* [AUFGABENSTELLUNG 1]
Tippen Sie aus dem Ausgangstext zum Lieferkettengesetz den Abschnitt zwischen „Die jüngste Regulierung“ und „entsprechenden Richtlinienvorschlag vorgelegt.“ wortgetreu ab, beide Grenzen eingeschlossen.
* [AUFGABENSTELLUNG 2]
Geben Sie den Absatz des Ausgangstexts zum Lieferkettengesetz, der mit „Die jüngste Regulierung“ beginnt, als knappe Stichpunktliste wieder und erhalten Sie dabei alle wesentlichen Fakten.

* [AUSGANGSTEXT]
Rz. 21

Die jüngste Regulierung i. R. d. Sustainable Corporate Governance stellt das sog. "Lieferkettensorgfaltspflichtengesetz" (im Folgenden Lieferkettengesetz; § 15) aus dem Jahr 2021 dar. Wenngleich andere europäische Staaten, z. B. das Vereinigte Königreich und Frankreich, in den vergangenen Jahren ähnliche Gesetze erlassen haben, hat sich auf EU-Ebene neben der CSR-Richtlinie und der EU-Konfliktmineralien-Verordnung 2017/821 noch keine Regulierung zur nachhaltigen Lieferkette durchgesetzt. Wie bereits ausgeführt (Rz 9), hat die EU-Kommission im Frühjahr 2022 einen entsprechenden Richtlinienvorschlag vorgelegt.

* [BEREITGESTELLTE EINTRÄGE]
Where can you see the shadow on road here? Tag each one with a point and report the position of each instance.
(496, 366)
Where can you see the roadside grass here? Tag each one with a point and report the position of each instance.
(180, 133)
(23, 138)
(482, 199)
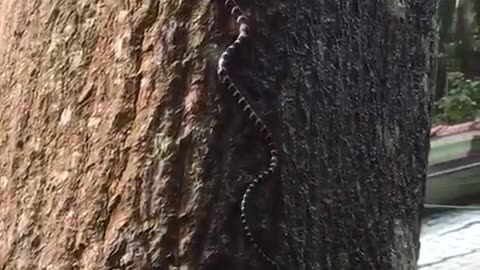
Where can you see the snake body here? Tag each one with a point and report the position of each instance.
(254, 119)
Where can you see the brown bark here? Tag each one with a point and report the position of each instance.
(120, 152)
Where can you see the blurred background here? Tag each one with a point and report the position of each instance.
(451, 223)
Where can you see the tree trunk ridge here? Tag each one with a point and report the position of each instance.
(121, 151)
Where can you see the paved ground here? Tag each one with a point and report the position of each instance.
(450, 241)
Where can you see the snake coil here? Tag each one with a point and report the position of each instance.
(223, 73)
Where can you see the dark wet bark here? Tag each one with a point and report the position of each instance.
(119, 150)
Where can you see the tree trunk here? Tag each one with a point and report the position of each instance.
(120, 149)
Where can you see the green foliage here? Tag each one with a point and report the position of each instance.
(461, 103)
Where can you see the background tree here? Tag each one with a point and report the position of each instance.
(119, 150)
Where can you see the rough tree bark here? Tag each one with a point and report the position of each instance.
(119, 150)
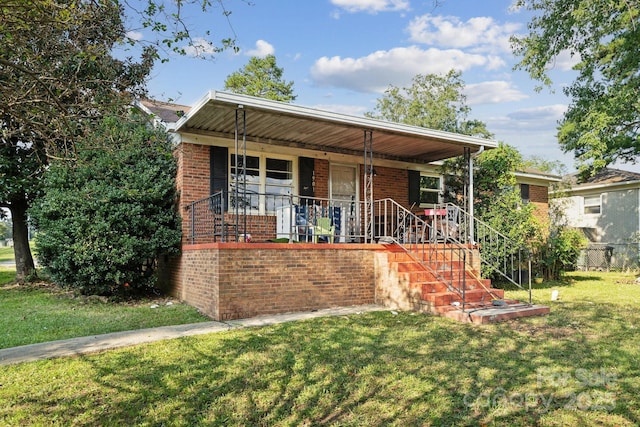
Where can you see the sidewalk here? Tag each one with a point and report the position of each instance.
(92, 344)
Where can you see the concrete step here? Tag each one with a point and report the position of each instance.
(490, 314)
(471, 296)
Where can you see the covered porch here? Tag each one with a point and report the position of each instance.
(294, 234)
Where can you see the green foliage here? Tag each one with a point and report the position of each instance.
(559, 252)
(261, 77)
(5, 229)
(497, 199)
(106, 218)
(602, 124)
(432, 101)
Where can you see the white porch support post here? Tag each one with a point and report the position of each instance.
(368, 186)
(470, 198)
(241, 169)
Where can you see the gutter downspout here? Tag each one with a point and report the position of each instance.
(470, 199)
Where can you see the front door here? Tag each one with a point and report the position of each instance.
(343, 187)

* [ANTWORT 1]
Die jüngste Regulierung i. R. d. Sustainable Corporate Governance stellt das sog. "Lieferkettensorgfaltspflichtengesetz" (im Folgenden Lieferkettengesetz; § 15) aus dem Jahr 2021 dar. Wenngleich andere europäische Staaten, z. B. das Vereinigte Königreich und Frankreich, in den vergangenen Jahren ähnliche Gesetze erlassen haben, hat sich auf EU-Ebene neben der CSR-Richtlinie und der EU-Konfliktmineralien-Verordnung 2017/821 noch keine Regulierung zur nachhaltigen Lieferkette durchgesetzt. Wie bereits ausgeführt (Rz 9), hat die EU-Kommission im Frühjahr 2022 einen entsprechenden Richtlinienvorschlag vorgelegt.

* [ANTWORT 2]
- Jüngste Regulierung im Rahmen der Sustainable Corporate Governance: das „Lieferkettensorgfaltspflichtengesetz“ (Lieferkettengesetz, § 15) aus dem Jahr 2021
- Ähnliche Gesetze in anderen europäischen Staaten in den vergangenen Jahren, z. B. im Vereinigten Königreich und in Frankreich
- Auf EU-Ebene neben der CSR-Richtlinie und der EU-Konfliktmineralien-Verordnung 2017/821 noch keine Regulierung zur nachhaltigen Lieferkette durchgesetzt
- Entsprechender Richtlinienvorschlag der EU-Kommission im Frühjahr 2022 (vgl. Rz 9)